[EXTRAIT DU TEXTE]
_____

Face à la lourdeur et à la violence de la procédure pénale

- Rendre obligatoire l'enregistrement vidéo de l'audition de l'enfant victime et son visionnage lors de la procédure pénale, sous peine de nullité

- Créer dans chaque département des unités spécialisées pour recueillir la parole de l'enfant ;

- Nommer un avocat auprès de l'enfant pour toutes les procédures le concernant

- Mettre immédiatement à l'abri l'enfant lorsqu'une maltraitance est suspectée ;

- Réformer la définition du viol sur mineur dans la loi du 31 juillet 2018 pour un interdit plus systématique.

Face aux parcours chaotiques des enfants protégés

- Stabiliser leur statut juridique et les laisser vivre auprès des adultes bienveillants qui les élèvent ;

- Interdire tout changement de lieu d'accueil, sauf si les besoins fondamentaux de l'enfant ne sont pas satisfaits ;

- Développer l'accueil familial et favoriser les parcours scolaires des enfants placés ;

- Permettre le droit à une deuxième famille, en adaptant le statut juridique de l'enfant et en favorisant l'adoption simple.

_____

[CONSIGNES]
1. Répondez aux questions suivantes, qui portent sur le texte relatif à la protection de l'enfance.
(a) Que propose-t-on de créer dans chaque département ?
(b) Quelle loi est citée au sujet de la définition du viol sur mineur ?
(c) Quelle forme d'adoption le texte entend-il favoriser ?
2. Rédigez la suite du texte relatif à la protection de l'enfance, en reprenant sa présentation par rubriques et par propositions.

[DONNÉES]

_____

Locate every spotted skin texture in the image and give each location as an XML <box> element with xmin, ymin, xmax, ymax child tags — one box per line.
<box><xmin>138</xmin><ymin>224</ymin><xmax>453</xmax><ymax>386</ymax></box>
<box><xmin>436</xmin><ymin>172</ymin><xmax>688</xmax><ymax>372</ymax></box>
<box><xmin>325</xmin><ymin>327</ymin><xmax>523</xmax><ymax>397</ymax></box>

_____

[CORRIGÉ]
1.
(a) Des unités spécialisées pour recueillir la parole de l'enfant.
(b) La loi du 31 juillet 2018.
(c) L'adoption simple.

2.
Face à l'insuffisance du suivi sanitaire des enfants confiés à l'ASE

- Organiser dans chaque département un réseau de soins spécialisés, pris en charge par la Sécurité sociale ;

- Initier un programme de recherche en santé publique pour évaluer ces situations.

Face à l'indignité de l'accueil des mineurs non accompagnés

- Transférer à l'État l'évaluation de la minorité de ces jeunes avec une mise à l'abri immédiate ;

- Confier leur accueil aux départements, avec un accompagnement spécifique, seule garantie d'une intégration réussie.

Face à l'abandon des jeunes confiés, à leur majorité

- Rendre obligatoire la prise en charge des jeunes confiés à l'ASE jusqu'à 21 ans ;

- Assurer la poursuite d'études, l'accès à une formation professionnelle, l'accès à un logement ;

- Organiser et financer des réseaux de solidarité, notamment les réseaux des anciens enfants confiés.

Nous vous demandons, Monsieur le Président, de mobiliser toutes les institutions de l'État pour lutter contre la maltraitance des enfants. Il faut que leur protection soit une grande cause nationale. Nous demandons aux départements que la protection de l'enfance ne soit pas la variable d'ajustement de leurs difficultés budgétaires. Nous demandons à nos concitoyens de se manifester auprès de leurs élus pour que ces enfants en danger ne restent pas les oubliés de la République.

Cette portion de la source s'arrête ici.